● **PAGE EXCERPT**:
In Colorado, officials said they’ve been working to get the system for contractors set up as quickly as possible. But they were still trying to master DOL’s rules late last week, and since then they’ve been working to apply them to their system and get it ready for public use. They hope to make an announcement later this week.
“You have to scale it properly, you have to test it properly, you have to ensure that when the benefits go out that they’re accurate and they’re paying the right people the right amounts,” said Jeff Fitzgerald, unemployment insurance division director at Colorado’s Department of Labor and Employment. “That’s no small matter when we’re talking about a universe of this many people.”
Also adding to the confusion and delay are varying state laws and a legal debate over whether app-based workers should be classified as “employees” who are eligible for traditional unemployment benefits, or “independent contractors” who have to apply for benefits under the new program.
California, which last year passed a sweeping bill aimed at compelling businesses to reclassify many independent contractors as employees, started processing unemployment applications from gig workers and others as though they were employees. That prompted one group backed by Uber, Lyft and Doordash to circulate a petition urging the state to set up the new system.
But groups representing ride-hailing drivers in California and New York, where state law says app-based workers are employees who are already eligible for traditional jobless benefits, complain that gig companies aren’t sharing payroll information with state unemployment agencies. That prevents the state from calculating what their weekly benefit should be.
The New York Taxi Workers Alliance collected more than 1000 signatures on a petition demanding that Uber immediately provide New York’s labor department with drivers’ wage information so the state can process their weekly benefit amount.
“Nobody has gotten anything,” said Nicole Moore of Rideshare Drivers United, an association of Uber and Lyft drivers in California. She says drivers who applied in California under the normal unemployment insurance system were told that their weekly benefit amount was zero because the state couldn’t verify their income.
Without verifying a worker’s income, states are also unable to pay out the $600 weekly sweetener that Congress added to weekly unemployment checks. That’s because, according to DOL guidelines, workers must qualify for at least $1 a week in benefits to be eligible for the $600 add-on.
An Uber spokesperson countered some of the claims made by the ride-hailing groups, saying the company is sharing its earnings data with the state of New York, but was unable to provide further details on the process or on the situation in California. A Lyft spokesperson said the company has been actively sharing details with drivers about what benefits they’re eligible for under the stimulus plan and will continue to provide information “as it becomes available from the government.”
California Labor Secretary Julie A. Su stressed earlier this week that Californians who may have been “misclassified” as independent contractors rather than employees have the right to state unemployment benefits, but said verifying their earnings would make the process take longer than usual. She also suggested that applying for the federal PUA program, which would be up and running in the state in two weeks, as an alternative may get money into the pockets of such workers faster.
But at least one state said it has been able to start getting the benefits into the pockets of newly eligible workers — by ignoring federal requirements on how to implement the program. Louisiana’s workforce commission said it’s allowing independent contractors to receive unemployment benefits before they answer a set of questions required under federal guidelines. The state said Monday it has already paid $1.7 million in benefits to such workers under the new program.
“This pandemic doesn’t discriminate,” Louisiana Workforce Commission Secretary Ava Dejoie said in a statement. “Self-employed workers are just as concerned about paying for basic necessities: rent, mortgage, utilities and such, as everyone else. Delaying their payments was simply unacceptable.”
Arek Sarkissian, Katherine Landergan, Katy Murphy and Shia Kapos contributed to this report.

● **PROMPT**: Summarize the excerpt on unemployment benefits for gig workers in two sentences.

Saved data entries

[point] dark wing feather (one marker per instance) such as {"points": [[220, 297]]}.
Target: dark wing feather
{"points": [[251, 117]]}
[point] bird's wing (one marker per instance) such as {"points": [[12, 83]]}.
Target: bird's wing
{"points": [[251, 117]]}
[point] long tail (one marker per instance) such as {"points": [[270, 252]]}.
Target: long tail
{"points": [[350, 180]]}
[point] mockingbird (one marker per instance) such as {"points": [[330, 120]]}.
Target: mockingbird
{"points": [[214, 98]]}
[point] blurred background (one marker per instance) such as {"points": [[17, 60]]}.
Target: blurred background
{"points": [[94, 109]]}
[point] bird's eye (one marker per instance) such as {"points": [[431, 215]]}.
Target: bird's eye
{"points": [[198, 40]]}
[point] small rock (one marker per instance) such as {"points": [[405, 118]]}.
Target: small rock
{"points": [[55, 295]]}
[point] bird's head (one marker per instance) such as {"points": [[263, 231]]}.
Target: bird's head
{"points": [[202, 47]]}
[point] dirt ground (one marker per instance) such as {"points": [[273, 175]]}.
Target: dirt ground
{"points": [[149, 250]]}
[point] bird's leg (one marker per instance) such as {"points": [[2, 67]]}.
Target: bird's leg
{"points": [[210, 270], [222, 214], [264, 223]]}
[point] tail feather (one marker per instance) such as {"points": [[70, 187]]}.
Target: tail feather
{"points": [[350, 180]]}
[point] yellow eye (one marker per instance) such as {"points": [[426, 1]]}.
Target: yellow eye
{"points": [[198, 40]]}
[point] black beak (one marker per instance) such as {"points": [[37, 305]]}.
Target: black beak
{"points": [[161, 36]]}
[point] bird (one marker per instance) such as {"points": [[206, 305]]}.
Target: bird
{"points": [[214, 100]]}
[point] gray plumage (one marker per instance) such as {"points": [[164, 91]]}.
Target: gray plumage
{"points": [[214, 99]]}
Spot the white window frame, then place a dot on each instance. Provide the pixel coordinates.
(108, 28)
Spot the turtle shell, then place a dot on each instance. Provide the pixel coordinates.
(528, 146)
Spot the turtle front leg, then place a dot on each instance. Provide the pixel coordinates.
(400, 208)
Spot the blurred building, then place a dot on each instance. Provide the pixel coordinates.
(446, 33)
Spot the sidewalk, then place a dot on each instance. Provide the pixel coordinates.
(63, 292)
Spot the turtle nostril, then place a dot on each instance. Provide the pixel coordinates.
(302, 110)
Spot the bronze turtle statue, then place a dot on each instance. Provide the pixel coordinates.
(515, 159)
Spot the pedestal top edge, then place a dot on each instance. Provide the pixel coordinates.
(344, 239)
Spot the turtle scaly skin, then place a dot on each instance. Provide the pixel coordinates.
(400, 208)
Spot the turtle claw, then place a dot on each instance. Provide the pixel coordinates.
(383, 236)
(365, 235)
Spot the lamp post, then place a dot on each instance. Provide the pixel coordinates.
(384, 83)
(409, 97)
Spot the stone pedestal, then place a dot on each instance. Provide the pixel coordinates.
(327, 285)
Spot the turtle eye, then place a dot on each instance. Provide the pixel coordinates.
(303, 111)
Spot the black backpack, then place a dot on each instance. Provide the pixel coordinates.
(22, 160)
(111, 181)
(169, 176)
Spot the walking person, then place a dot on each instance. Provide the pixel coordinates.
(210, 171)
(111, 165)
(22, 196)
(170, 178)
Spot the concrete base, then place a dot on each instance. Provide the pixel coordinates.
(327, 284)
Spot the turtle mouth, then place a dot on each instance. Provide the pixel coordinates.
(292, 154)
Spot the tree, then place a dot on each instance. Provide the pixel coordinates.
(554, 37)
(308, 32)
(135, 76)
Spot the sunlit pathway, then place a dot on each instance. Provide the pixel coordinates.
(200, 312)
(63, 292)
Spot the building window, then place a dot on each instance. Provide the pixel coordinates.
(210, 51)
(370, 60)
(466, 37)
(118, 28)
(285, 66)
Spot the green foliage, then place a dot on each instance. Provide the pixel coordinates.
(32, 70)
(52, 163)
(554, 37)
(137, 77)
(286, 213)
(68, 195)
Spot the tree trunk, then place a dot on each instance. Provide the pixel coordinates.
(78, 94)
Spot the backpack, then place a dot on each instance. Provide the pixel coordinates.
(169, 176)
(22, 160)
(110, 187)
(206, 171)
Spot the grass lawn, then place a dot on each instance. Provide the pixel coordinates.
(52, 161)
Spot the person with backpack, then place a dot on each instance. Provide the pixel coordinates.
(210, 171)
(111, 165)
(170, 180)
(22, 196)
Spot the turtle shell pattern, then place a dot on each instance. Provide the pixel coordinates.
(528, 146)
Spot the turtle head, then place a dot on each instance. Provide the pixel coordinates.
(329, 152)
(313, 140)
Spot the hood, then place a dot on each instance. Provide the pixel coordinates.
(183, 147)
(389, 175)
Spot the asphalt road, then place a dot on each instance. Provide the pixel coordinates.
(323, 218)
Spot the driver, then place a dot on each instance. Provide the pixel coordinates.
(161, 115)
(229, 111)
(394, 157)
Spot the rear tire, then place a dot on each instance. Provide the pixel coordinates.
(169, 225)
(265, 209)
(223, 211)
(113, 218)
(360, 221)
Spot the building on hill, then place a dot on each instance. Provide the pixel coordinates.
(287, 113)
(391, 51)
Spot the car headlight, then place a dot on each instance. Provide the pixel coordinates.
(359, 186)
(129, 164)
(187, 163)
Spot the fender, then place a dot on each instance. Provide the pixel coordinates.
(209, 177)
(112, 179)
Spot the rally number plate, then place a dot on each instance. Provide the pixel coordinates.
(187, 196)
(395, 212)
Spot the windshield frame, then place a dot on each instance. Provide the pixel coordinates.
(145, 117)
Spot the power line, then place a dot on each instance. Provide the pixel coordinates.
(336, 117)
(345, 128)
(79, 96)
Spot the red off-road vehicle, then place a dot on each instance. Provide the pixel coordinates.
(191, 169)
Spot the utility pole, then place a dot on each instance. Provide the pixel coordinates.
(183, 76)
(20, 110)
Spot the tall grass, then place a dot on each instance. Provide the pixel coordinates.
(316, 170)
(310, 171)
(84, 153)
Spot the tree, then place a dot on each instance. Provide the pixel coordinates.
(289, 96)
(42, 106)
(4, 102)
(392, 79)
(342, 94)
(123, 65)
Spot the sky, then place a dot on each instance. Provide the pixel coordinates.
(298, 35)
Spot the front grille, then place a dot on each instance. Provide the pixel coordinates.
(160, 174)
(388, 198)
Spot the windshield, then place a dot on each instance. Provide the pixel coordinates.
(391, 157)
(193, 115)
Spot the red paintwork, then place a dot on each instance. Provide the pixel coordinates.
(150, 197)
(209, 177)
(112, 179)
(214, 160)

● **RESPONSE BOX**: Colorado was still adapting its system to DOL's rules, and varying state laws and a debate over whether app-based workers are employees or independent contractors added to the confusion and delay. Drivers' groups in California and New York said gig companies were not sharing the payroll data states need to calculate benefits, while Louisiana let independent contractors collect benefits before answering federally required questions and reported paying $1.7 million under the new program.